PROBLEM REQUIREMENTS:
Every line from the start of the records through the line with "Every instance of the bird takes" is to be written out exactly; pictures are not.

RECORD EXCERPTS Block Start

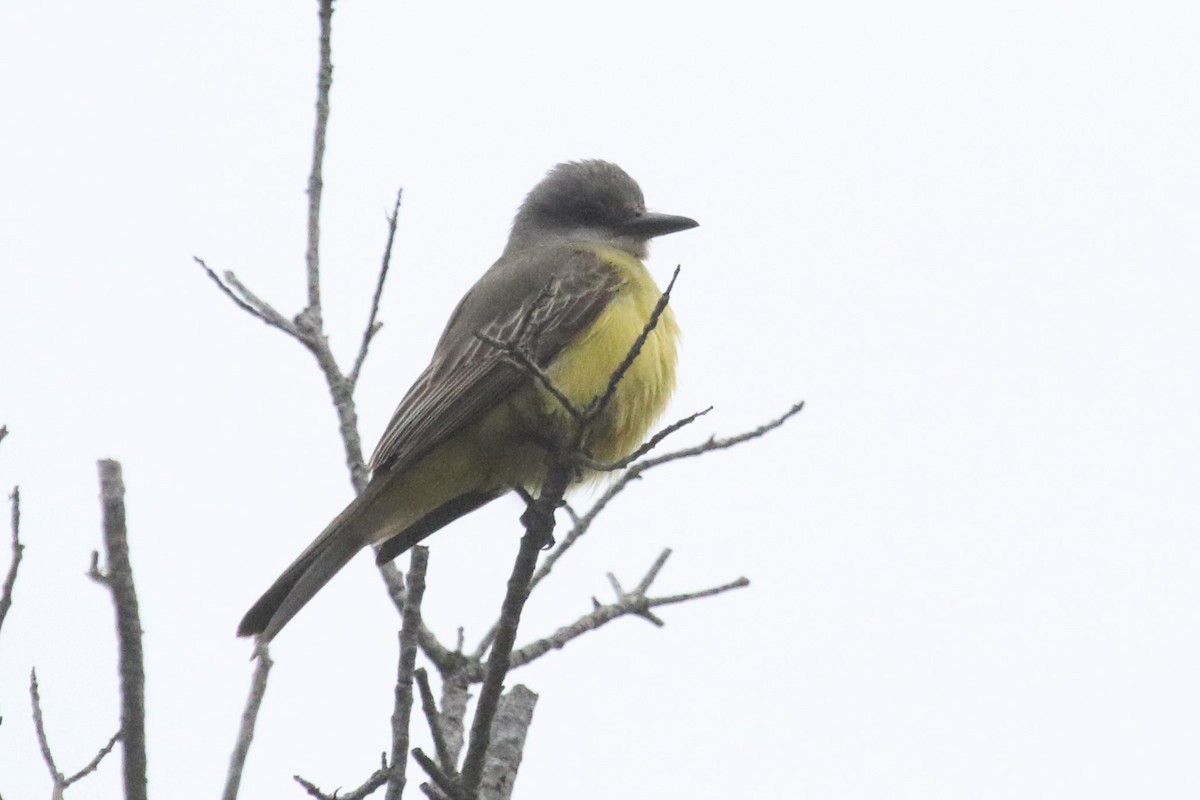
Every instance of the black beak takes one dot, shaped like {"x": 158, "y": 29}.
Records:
{"x": 649, "y": 224}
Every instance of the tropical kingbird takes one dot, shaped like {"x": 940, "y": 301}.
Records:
{"x": 571, "y": 287}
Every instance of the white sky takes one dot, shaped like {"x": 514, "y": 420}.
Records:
{"x": 966, "y": 235}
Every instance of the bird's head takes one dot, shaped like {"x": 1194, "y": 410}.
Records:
{"x": 591, "y": 200}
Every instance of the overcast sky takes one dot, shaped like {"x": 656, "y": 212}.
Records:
{"x": 965, "y": 234}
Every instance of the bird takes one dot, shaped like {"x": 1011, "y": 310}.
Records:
{"x": 573, "y": 289}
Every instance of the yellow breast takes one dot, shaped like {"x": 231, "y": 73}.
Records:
{"x": 583, "y": 370}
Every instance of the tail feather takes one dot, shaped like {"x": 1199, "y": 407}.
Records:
{"x": 349, "y": 533}
{"x": 298, "y": 584}
{"x": 432, "y": 522}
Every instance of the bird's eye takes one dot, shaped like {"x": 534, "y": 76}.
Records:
{"x": 591, "y": 211}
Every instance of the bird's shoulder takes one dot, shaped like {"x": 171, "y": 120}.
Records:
{"x": 551, "y": 281}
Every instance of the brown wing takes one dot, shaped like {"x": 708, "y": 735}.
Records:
{"x": 544, "y": 298}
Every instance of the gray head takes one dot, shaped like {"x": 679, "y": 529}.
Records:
{"x": 589, "y": 200}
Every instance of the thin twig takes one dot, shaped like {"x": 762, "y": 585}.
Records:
{"x": 94, "y": 764}
{"x": 372, "y": 325}
{"x": 628, "y": 603}
{"x": 40, "y": 728}
{"x": 636, "y": 470}
{"x": 229, "y": 293}
{"x": 598, "y": 405}
{"x": 403, "y": 704}
{"x": 129, "y": 630}
{"x": 316, "y": 182}
{"x": 504, "y": 755}
{"x": 369, "y": 787}
{"x": 430, "y": 707}
{"x": 60, "y": 781}
{"x": 517, "y": 356}
{"x": 18, "y": 549}
{"x": 539, "y": 522}
{"x": 651, "y": 444}
{"x": 249, "y": 720}
{"x": 444, "y": 659}
{"x": 583, "y": 523}
{"x": 443, "y": 781}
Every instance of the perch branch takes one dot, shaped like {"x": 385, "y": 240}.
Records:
{"x": 403, "y": 703}
{"x": 249, "y": 720}
{"x": 119, "y": 579}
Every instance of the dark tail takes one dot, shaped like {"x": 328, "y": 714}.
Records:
{"x": 335, "y": 547}
{"x": 298, "y": 584}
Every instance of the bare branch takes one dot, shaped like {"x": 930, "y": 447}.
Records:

RECORD EXCERPTS Block End

RESPONSE AREA:
Every instance of the black beak takes one dot, shaped like {"x": 158, "y": 29}.
Records:
{"x": 649, "y": 224}
Every instance of the tropical kingbird takes one dot, shaped like {"x": 940, "y": 301}.
Records:
{"x": 571, "y": 287}
Every instance of the white sky takes one dot, shaped like {"x": 514, "y": 420}.
Records:
{"x": 966, "y": 235}
Every instance of the bird's head takes one dot, shaped like {"x": 1194, "y": 410}.
Records:
{"x": 591, "y": 200}
Every instance of the overcast sky takes one dot, shaped like {"x": 656, "y": 212}.
Records:
{"x": 965, "y": 234}
Every instance of the bird takes one dot, shaped like {"x": 1011, "y": 310}.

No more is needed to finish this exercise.